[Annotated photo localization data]
★ ★ ★ ★ ★

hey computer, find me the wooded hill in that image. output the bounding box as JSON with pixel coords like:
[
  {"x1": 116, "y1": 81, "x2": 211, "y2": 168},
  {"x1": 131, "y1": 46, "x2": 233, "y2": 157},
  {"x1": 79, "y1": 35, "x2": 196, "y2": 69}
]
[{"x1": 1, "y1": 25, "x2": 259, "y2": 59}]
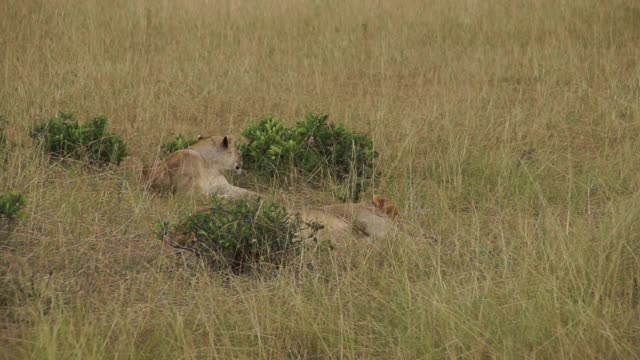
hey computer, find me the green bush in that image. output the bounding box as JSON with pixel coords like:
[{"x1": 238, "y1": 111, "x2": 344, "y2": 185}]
[
  {"x1": 0, "y1": 192, "x2": 26, "y2": 249},
  {"x1": 29, "y1": 112, "x2": 127, "y2": 165},
  {"x1": 0, "y1": 192, "x2": 25, "y2": 224},
  {"x1": 0, "y1": 192, "x2": 26, "y2": 238},
  {"x1": 240, "y1": 113, "x2": 378, "y2": 201},
  {"x1": 160, "y1": 134, "x2": 200, "y2": 157},
  {"x1": 157, "y1": 196, "x2": 322, "y2": 274}
]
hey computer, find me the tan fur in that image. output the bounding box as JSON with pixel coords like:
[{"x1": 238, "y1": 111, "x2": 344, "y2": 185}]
[
  {"x1": 295, "y1": 195, "x2": 412, "y2": 243},
  {"x1": 372, "y1": 195, "x2": 401, "y2": 222},
  {"x1": 299, "y1": 195, "x2": 426, "y2": 245},
  {"x1": 143, "y1": 135, "x2": 257, "y2": 199}
]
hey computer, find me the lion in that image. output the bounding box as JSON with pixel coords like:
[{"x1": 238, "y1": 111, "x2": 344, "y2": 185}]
[
  {"x1": 296, "y1": 194, "x2": 421, "y2": 243},
  {"x1": 142, "y1": 135, "x2": 257, "y2": 199},
  {"x1": 165, "y1": 193, "x2": 417, "y2": 251}
]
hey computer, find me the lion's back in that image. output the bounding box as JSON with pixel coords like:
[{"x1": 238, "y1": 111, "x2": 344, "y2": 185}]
[{"x1": 144, "y1": 150, "x2": 205, "y2": 192}]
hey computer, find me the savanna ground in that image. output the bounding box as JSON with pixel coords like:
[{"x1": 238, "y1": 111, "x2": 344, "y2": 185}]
[{"x1": 1, "y1": 0, "x2": 640, "y2": 358}]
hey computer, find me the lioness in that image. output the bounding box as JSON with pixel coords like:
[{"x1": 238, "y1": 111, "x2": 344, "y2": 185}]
[
  {"x1": 143, "y1": 135, "x2": 257, "y2": 198},
  {"x1": 166, "y1": 194, "x2": 417, "y2": 251},
  {"x1": 297, "y1": 195, "x2": 421, "y2": 242}
]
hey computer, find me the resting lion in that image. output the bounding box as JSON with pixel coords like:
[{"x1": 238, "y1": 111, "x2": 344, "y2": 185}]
[
  {"x1": 145, "y1": 134, "x2": 420, "y2": 242},
  {"x1": 165, "y1": 194, "x2": 419, "y2": 251},
  {"x1": 296, "y1": 194, "x2": 421, "y2": 242},
  {"x1": 142, "y1": 135, "x2": 257, "y2": 199}
]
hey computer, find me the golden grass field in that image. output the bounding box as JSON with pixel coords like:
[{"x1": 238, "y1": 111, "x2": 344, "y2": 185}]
[{"x1": 1, "y1": 0, "x2": 640, "y2": 358}]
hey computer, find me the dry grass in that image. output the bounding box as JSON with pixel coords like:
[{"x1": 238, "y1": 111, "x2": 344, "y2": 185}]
[{"x1": 1, "y1": 0, "x2": 640, "y2": 358}]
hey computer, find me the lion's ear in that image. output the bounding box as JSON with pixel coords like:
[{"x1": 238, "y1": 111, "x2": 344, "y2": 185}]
[{"x1": 221, "y1": 135, "x2": 229, "y2": 148}]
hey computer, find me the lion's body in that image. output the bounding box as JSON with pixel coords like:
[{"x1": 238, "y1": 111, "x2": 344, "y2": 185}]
[
  {"x1": 300, "y1": 202, "x2": 396, "y2": 239},
  {"x1": 295, "y1": 195, "x2": 421, "y2": 243},
  {"x1": 143, "y1": 135, "x2": 256, "y2": 198}
]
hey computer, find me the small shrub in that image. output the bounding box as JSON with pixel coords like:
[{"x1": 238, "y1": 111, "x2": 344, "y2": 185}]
[
  {"x1": 157, "y1": 196, "x2": 323, "y2": 274},
  {"x1": 29, "y1": 112, "x2": 127, "y2": 165},
  {"x1": 0, "y1": 192, "x2": 25, "y2": 237},
  {"x1": 80, "y1": 115, "x2": 128, "y2": 165},
  {"x1": 240, "y1": 113, "x2": 378, "y2": 201},
  {"x1": 0, "y1": 192, "x2": 25, "y2": 222},
  {"x1": 160, "y1": 134, "x2": 200, "y2": 157}
]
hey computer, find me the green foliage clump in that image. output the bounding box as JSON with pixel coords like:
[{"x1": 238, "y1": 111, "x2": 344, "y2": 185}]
[
  {"x1": 157, "y1": 197, "x2": 322, "y2": 274},
  {"x1": 240, "y1": 113, "x2": 378, "y2": 201},
  {"x1": 0, "y1": 192, "x2": 25, "y2": 234},
  {"x1": 0, "y1": 192, "x2": 25, "y2": 221},
  {"x1": 160, "y1": 134, "x2": 200, "y2": 157},
  {"x1": 29, "y1": 112, "x2": 127, "y2": 165}
]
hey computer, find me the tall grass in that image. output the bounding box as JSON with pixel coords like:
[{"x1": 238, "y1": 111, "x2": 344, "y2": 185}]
[{"x1": 1, "y1": 0, "x2": 639, "y2": 358}]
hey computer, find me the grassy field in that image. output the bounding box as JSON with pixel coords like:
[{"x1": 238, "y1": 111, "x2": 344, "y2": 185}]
[{"x1": 1, "y1": 0, "x2": 640, "y2": 358}]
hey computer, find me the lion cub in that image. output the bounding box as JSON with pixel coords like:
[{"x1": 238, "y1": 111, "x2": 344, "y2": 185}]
[{"x1": 143, "y1": 135, "x2": 256, "y2": 198}]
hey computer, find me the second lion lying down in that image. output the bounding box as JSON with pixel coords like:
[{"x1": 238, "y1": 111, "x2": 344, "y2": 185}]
[
  {"x1": 297, "y1": 195, "x2": 411, "y2": 241},
  {"x1": 145, "y1": 134, "x2": 419, "y2": 241}
]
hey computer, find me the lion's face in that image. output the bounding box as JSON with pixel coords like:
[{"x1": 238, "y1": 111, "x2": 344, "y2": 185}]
[
  {"x1": 191, "y1": 135, "x2": 244, "y2": 175},
  {"x1": 226, "y1": 144, "x2": 244, "y2": 175}
]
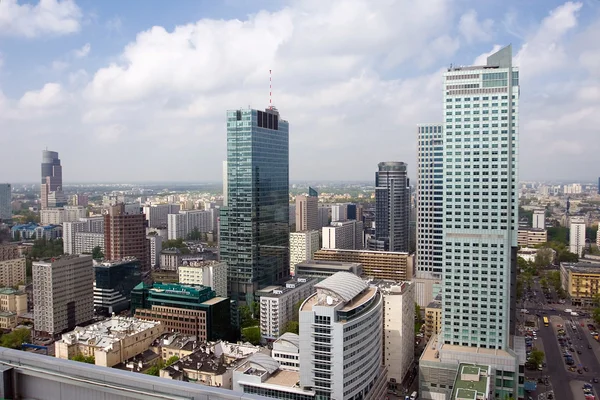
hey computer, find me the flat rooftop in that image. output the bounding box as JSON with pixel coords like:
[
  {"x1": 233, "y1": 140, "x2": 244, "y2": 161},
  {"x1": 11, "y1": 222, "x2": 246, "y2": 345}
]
[
  {"x1": 452, "y1": 364, "x2": 489, "y2": 400},
  {"x1": 265, "y1": 369, "x2": 300, "y2": 387},
  {"x1": 562, "y1": 262, "x2": 600, "y2": 274},
  {"x1": 202, "y1": 296, "x2": 227, "y2": 305},
  {"x1": 340, "y1": 286, "x2": 376, "y2": 312},
  {"x1": 421, "y1": 335, "x2": 512, "y2": 363}
]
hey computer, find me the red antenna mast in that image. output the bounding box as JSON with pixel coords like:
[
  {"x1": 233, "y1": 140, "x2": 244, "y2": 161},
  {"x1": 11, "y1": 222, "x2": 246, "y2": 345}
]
[{"x1": 269, "y1": 69, "x2": 273, "y2": 109}]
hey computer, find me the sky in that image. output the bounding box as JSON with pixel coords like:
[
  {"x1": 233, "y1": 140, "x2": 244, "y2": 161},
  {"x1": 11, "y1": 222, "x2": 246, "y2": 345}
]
[{"x1": 0, "y1": 0, "x2": 599, "y2": 184}]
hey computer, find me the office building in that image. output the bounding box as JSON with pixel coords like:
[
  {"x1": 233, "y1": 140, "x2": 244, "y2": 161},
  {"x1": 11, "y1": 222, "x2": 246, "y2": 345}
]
[
  {"x1": 517, "y1": 228, "x2": 547, "y2": 247},
  {"x1": 299, "y1": 272, "x2": 387, "y2": 399},
  {"x1": 178, "y1": 261, "x2": 228, "y2": 298},
  {"x1": 532, "y1": 209, "x2": 545, "y2": 229},
  {"x1": 419, "y1": 46, "x2": 525, "y2": 400},
  {"x1": 222, "y1": 161, "x2": 228, "y2": 206},
  {"x1": 0, "y1": 244, "x2": 26, "y2": 287},
  {"x1": 63, "y1": 221, "x2": 87, "y2": 254},
  {"x1": 70, "y1": 194, "x2": 88, "y2": 207},
  {"x1": 314, "y1": 248, "x2": 413, "y2": 281},
  {"x1": 81, "y1": 216, "x2": 104, "y2": 233},
  {"x1": 289, "y1": 204, "x2": 296, "y2": 227},
  {"x1": 330, "y1": 204, "x2": 348, "y2": 222},
  {"x1": 416, "y1": 124, "x2": 444, "y2": 279},
  {"x1": 271, "y1": 332, "x2": 301, "y2": 371},
  {"x1": 318, "y1": 206, "x2": 329, "y2": 228},
  {"x1": 560, "y1": 262, "x2": 600, "y2": 307},
  {"x1": 295, "y1": 187, "x2": 319, "y2": 232},
  {"x1": 424, "y1": 294, "x2": 442, "y2": 341},
  {"x1": 294, "y1": 260, "x2": 362, "y2": 280},
  {"x1": 369, "y1": 280, "x2": 414, "y2": 390},
  {"x1": 322, "y1": 220, "x2": 363, "y2": 250},
  {"x1": 40, "y1": 150, "x2": 65, "y2": 209},
  {"x1": 257, "y1": 276, "x2": 318, "y2": 340},
  {"x1": 55, "y1": 316, "x2": 164, "y2": 367},
  {"x1": 143, "y1": 204, "x2": 180, "y2": 228},
  {"x1": 569, "y1": 216, "x2": 586, "y2": 257},
  {"x1": 131, "y1": 282, "x2": 230, "y2": 341},
  {"x1": 412, "y1": 276, "x2": 443, "y2": 308},
  {"x1": 220, "y1": 107, "x2": 290, "y2": 309},
  {"x1": 33, "y1": 255, "x2": 94, "y2": 337},
  {"x1": 0, "y1": 183, "x2": 11, "y2": 222},
  {"x1": 104, "y1": 203, "x2": 150, "y2": 272},
  {"x1": 93, "y1": 258, "x2": 142, "y2": 316},
  {"x1": 368, "y1": 162, "x2": 410, "y2": 252},
  {"x1": 290, "y1": 230, "x2": 320, "y2": 275},
  {"x1": 147, "y1": 234, "x2": 163, "y2": 268}
]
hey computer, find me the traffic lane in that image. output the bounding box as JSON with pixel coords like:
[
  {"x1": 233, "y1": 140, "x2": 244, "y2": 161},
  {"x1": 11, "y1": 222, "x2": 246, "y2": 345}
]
[
  {"x1": 538, "y1": 318, "x2": 574, "y2": 400},
  {"x1": 571, "y1": 322, "x2": 600, "y2": 378}
]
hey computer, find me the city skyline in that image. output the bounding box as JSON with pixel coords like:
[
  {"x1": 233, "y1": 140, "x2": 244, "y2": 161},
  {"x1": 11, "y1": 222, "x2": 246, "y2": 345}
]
[{"x1": 1, "y1": 0, "x2": 599, "y2": 183}]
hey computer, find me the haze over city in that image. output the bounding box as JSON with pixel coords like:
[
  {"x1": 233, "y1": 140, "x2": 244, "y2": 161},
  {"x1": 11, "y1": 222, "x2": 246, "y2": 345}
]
[{"x1": 0, "y1": 0, "x2": 599, "y2": 183}]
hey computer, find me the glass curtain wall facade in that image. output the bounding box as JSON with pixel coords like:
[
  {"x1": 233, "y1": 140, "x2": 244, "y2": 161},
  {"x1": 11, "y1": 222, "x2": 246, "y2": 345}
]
[
  {"x1": 220, "y1": 108, "x2": 290, "y2": 312},
  {"x1": 94, "y1": 259, "x2": 142, "y2": 316},
  {"x1": 441, "y1": 45, "x2": 519, "y2": 349},
  {"x1": 416, "y1": 124, "x2": 444, "y2": 279}
]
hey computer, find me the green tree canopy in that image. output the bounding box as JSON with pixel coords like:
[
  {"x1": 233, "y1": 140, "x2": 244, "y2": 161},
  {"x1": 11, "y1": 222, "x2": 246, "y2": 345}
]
[
  {"x1": 0, "y1": 328, "x2": 31, "y2": 349},
  {"x1": 70, "y1": 353, "x2": 95, "y2": 364},
  {"x1": 592, "y1": 308, "x2": 600, "y2": 325},
  {"x1": 242, "y1": 326, "x2": 261, "y2": 345},
  {"x1": 187, "y1": 228, "x2": 202, "y2": 241},
  {"x1": 92, "y1": 246, "x2": 104, "y2": 260},
  {"x1": 166, "y1": 355, "x2": 179, "y2": 366},
  {"x1": 283, "y1": 321, "x2": 299, "y2": 335},
  {"x1": 29, "y1": 238, "x2": 64, "y2": 259},
  {"x1": 529, "y1": 349, "x2": 545, "y2": 366},
  {"x1": 145, "y1": 359, "x2": 165, "y2": 376}
]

★ ★ ★ ★ ★

◆ What needs to be done: Go line by line through the data, copying each one that contains the word "field".

◆ Response to the task:
hey computer, find me the golden grass field in that image. output the bounding box as JSON with pixel coords like:
hey computer, find me the grassy field in that image. output the bounding box as JSON with pixel coords like:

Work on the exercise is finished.